Write out all of the data again, exactly as it reads.
Segment Start: Entries provided
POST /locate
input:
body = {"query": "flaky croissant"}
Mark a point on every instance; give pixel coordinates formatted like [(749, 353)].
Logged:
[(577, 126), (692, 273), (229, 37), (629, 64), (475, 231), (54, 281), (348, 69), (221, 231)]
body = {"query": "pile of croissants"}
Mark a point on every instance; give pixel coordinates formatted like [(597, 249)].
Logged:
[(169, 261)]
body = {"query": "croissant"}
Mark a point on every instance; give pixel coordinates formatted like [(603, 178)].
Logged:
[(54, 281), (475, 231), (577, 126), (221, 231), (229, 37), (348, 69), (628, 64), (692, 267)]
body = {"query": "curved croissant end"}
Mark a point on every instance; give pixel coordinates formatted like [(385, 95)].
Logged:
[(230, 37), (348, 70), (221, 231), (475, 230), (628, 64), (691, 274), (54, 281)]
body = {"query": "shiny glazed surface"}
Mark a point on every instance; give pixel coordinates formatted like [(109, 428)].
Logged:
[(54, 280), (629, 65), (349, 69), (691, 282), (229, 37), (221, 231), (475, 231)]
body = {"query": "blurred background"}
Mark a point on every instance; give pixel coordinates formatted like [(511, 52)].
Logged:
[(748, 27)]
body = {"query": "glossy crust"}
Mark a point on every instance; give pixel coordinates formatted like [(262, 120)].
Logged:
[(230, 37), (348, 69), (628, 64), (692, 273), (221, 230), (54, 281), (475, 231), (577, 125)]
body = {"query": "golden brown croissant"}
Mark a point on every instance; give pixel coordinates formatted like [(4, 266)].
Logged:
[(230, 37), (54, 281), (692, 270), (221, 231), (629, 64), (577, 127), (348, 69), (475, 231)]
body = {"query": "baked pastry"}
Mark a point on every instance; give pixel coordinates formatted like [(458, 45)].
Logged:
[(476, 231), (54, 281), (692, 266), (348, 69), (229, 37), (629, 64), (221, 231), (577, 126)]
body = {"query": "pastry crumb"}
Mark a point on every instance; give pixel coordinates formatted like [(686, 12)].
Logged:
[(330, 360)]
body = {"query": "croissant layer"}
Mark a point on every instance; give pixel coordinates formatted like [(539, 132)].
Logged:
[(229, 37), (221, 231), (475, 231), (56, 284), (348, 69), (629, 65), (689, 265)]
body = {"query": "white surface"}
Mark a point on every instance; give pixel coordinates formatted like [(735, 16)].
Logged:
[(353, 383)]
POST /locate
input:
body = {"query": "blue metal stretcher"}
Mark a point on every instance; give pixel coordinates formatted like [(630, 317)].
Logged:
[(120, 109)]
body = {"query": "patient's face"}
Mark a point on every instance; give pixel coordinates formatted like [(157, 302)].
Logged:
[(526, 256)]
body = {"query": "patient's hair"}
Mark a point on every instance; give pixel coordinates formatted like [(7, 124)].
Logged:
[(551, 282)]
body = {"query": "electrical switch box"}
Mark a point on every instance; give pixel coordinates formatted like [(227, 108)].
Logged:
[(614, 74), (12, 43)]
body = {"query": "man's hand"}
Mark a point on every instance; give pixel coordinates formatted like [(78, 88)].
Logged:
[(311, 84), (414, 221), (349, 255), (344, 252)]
Segment End: Entries provided
Exercise solution »
POST /locate
input:
body = {"query": "flaky croissant"}
Mark a point on every instance; give pixel coordinates formatted like [(749, 353)].
Logged:
[(577, 126), (692, 273), (229, 37), (629, 64), (475, 231), (54, 281), (348, 69), (221, 231)]
body = {"query": "pile of croissants"}
Mark a point on every instance; give pixel coordinates formatted like [(597, 249)].
Logged:
[(169, 261)]
body = {"query": "croissant"}
Mark a point on every instance; give pixel coordinates formatted like [(603, 178)].
Logged:
[(54, 281), (475, 231), (577, 126), (221, 231), (229, 37), (348, 69), (628, 64), (692, 267)]
body = {"query": "curved croissant end"}
Mark a point on every instance; give pixel coordinates formatted like [(385, 95)].
Logged:
[(230, 37), (348, 70), (221, 231), (475, 230), (628, 64), (691, 274), (54, 281)]
body = {"query": "shiny glazed surface"}
Mark a point on every instance; give pixel coordinates formatted like [(109, 428)].
Logged:
[(54, 280), (629, 65), (349, 69), (691, 282), (229, 37), (221, 231), (475, 231)]
body = {"query": "blurred background"}
Mark a point on every instance; give pixel coordinates formatted like [(511, 52)].
Logged:
[(748, 27)]
body = {"query": "glossy crust"}
Mark a point on every instance; give pixel coordinates formatted like [(262, 120)].
Logged:
[(230, 37), (348, 69), (628, 64), (692, 273), (221, 230), (54, 281), (475, 231), (577, 125)]
body = {"query": "golden brown croissant"}
Mark a point on every instance; give pixel coordinates formatted like [(4, 266)].
Logged:
[(230, 37), (54, 281), (692, 270), (221, 231), (629, 64), (577, 127), (348, 69), (475, 231)]
body = {"query": "baked pastry"}
Mark a point on every instance; give pixel coordinates formatted like [(458, 45)].
Logged:
[(476, 231), (54, 281), (692, 266), (348, 69), (229, 37), (629, 64), (221, 231), (577, 126)]
body = {"query": "pastry crumb"}
Mark a point on every instance; give pixel coordinates formatted like [(686, 12)].
Logged:
[(330, 360)]
body = {"query": "croissant layer"}
Mark a point on every instance; give pixel coordinates formatted like [(539, 132)].
Logged:
[(229, 37), (221, 231), (475, 231), (56, 284), (348, 69), (629, 65), (689, 265)]
body = {"query": "white surface"}
Mark a point on every instance; give pixel coordinates formatted like [(735, 16)].
Logged:
[(353, 383)]
POST /locate
input:
body = {"query": "blue metal stretcher"}
Mark a point on every instance; give pixel coordinates formatted like [(630, 317)].
Logged:
[(120, 109)]
body = {"query": "patient's face"}
Mark a point on every instance; give pixel coordinates formatted like [(157, 302)].
Logged:
[(526, 256)]
body = {"query": "patient's hair"}
Mark a point on every instance; give pixel coordinates formatted like [(7, 124)].
Logged:
[(551, 282)]
body = {"query": "electrical switch box"}
Mark a point on every instance; give pixel coordinates formatted like [(227, 108)].
Logged:
[(614, 74), (12, 43)]
body = {"query": "man's hand"}
Mark a point on every instance; give pixel coordinates formatted like [(78, 88)].
Logged:
[(311, 84), (414, 221), (349, 255), (344, 252)]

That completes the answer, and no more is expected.